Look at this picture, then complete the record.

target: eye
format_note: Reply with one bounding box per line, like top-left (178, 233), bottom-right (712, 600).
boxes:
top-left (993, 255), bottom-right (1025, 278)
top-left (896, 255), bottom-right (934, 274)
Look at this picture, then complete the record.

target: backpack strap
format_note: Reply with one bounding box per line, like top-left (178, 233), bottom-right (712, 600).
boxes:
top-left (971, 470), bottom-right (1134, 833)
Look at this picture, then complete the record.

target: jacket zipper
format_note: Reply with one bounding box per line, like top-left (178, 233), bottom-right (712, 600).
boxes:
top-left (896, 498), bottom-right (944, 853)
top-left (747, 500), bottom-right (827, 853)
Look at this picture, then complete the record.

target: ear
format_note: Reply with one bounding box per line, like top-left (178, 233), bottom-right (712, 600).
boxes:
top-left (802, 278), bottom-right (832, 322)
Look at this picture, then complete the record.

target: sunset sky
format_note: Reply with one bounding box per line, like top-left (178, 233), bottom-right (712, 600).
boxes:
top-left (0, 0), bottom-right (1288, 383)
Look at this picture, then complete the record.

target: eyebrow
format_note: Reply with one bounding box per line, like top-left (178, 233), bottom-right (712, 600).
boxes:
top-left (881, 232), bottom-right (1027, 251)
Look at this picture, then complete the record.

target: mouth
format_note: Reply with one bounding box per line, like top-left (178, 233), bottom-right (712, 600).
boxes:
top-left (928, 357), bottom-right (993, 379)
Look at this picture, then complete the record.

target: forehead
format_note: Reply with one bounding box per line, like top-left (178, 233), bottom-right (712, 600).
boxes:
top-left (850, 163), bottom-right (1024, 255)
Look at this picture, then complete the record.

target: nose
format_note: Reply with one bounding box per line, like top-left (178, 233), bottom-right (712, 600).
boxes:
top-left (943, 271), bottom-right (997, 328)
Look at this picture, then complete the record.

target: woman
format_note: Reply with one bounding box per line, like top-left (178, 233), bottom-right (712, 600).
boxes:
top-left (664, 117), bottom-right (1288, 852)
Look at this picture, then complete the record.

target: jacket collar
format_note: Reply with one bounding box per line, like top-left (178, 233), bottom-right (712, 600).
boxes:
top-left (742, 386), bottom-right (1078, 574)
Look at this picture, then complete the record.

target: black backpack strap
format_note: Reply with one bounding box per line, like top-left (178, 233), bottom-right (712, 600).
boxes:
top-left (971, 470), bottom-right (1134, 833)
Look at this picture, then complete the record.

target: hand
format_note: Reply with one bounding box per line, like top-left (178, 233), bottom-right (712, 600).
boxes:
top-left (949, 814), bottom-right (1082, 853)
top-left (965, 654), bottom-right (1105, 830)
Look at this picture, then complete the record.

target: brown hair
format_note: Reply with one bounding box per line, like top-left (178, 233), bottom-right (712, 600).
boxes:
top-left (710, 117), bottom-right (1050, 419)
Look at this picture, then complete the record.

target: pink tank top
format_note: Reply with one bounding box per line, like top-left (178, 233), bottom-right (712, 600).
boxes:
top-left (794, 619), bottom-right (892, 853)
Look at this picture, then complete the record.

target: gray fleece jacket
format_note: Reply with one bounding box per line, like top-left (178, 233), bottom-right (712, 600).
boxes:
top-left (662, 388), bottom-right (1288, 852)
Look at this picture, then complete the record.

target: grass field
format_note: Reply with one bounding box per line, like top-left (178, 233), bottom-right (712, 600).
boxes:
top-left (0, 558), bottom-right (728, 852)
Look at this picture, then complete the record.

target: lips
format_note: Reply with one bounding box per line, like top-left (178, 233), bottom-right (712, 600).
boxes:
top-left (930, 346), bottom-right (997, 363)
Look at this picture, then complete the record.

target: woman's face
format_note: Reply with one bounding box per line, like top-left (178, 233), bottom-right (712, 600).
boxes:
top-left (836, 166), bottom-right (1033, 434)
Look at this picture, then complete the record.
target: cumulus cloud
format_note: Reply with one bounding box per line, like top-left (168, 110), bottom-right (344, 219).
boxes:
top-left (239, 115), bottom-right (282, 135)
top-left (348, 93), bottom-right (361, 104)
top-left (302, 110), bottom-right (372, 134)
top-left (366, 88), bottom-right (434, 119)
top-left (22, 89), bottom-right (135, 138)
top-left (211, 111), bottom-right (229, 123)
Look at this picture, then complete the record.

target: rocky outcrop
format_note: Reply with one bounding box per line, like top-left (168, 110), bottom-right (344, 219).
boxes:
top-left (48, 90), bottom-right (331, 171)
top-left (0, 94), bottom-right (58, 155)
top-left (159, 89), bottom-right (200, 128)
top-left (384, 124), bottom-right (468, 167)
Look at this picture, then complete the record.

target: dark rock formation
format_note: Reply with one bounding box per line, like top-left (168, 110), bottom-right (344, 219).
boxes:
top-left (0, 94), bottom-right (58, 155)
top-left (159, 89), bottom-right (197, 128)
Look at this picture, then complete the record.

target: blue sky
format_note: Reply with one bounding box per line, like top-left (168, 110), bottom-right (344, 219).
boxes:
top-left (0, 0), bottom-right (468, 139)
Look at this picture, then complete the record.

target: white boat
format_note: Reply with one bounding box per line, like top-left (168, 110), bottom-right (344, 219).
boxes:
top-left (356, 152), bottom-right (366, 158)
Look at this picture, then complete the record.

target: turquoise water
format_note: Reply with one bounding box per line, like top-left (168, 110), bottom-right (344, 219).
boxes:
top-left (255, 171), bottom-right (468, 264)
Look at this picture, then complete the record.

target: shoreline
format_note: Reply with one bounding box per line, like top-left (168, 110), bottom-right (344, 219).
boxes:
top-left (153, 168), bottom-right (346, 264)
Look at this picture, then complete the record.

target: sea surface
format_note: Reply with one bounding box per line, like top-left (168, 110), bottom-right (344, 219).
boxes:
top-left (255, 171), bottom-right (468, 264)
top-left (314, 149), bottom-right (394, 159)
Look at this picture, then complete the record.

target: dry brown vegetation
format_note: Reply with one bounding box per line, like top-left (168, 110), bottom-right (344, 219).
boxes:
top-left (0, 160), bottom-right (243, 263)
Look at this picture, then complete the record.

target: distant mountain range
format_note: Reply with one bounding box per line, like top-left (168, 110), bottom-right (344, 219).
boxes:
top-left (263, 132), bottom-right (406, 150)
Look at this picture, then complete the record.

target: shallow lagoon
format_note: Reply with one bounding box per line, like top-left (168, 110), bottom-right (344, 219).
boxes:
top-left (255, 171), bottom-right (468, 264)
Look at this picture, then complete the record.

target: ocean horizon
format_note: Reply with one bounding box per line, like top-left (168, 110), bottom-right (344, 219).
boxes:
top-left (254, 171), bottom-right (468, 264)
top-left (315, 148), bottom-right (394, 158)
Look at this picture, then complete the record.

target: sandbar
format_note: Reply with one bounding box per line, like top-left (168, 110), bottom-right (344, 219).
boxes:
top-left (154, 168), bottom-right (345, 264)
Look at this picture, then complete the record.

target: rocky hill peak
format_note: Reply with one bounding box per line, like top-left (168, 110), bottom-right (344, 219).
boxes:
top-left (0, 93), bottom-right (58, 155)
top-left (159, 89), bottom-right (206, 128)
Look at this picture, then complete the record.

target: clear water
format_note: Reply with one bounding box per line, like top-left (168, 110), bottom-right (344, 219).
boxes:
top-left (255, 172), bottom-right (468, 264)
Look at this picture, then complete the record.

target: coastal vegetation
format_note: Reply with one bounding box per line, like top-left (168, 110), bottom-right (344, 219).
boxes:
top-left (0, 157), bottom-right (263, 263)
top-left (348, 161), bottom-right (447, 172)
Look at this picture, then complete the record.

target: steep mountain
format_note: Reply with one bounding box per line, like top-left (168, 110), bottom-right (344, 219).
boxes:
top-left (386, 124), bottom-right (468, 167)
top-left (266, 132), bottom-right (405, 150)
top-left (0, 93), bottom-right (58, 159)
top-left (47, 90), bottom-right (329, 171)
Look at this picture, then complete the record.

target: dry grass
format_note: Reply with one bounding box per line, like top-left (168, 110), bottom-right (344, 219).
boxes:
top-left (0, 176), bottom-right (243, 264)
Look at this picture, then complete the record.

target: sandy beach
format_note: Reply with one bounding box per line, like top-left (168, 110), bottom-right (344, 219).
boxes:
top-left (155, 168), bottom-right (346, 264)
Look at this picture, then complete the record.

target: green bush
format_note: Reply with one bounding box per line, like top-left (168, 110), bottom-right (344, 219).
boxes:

* Exercise description
Copy the data from its start through the line containing "top-left (896, 255), bottom-right (934, 274)", requests included. Multiply every bounding-box coordinate in the answers by 1.8 and round each result to a whole number, rounding halves up, but leave the numbers in the requests and their format samples unchanged.

* Finished answer
Look at this picture, then complete the record.

target: eye
format_note: Reply with one bounding box per line, like top-left (178, 233), bottom-right (712, 600).
boxes:
top-left (1787, 459), bottom-right (1845, 500)
top-left (1613, 459), bottom-right (1681, 493)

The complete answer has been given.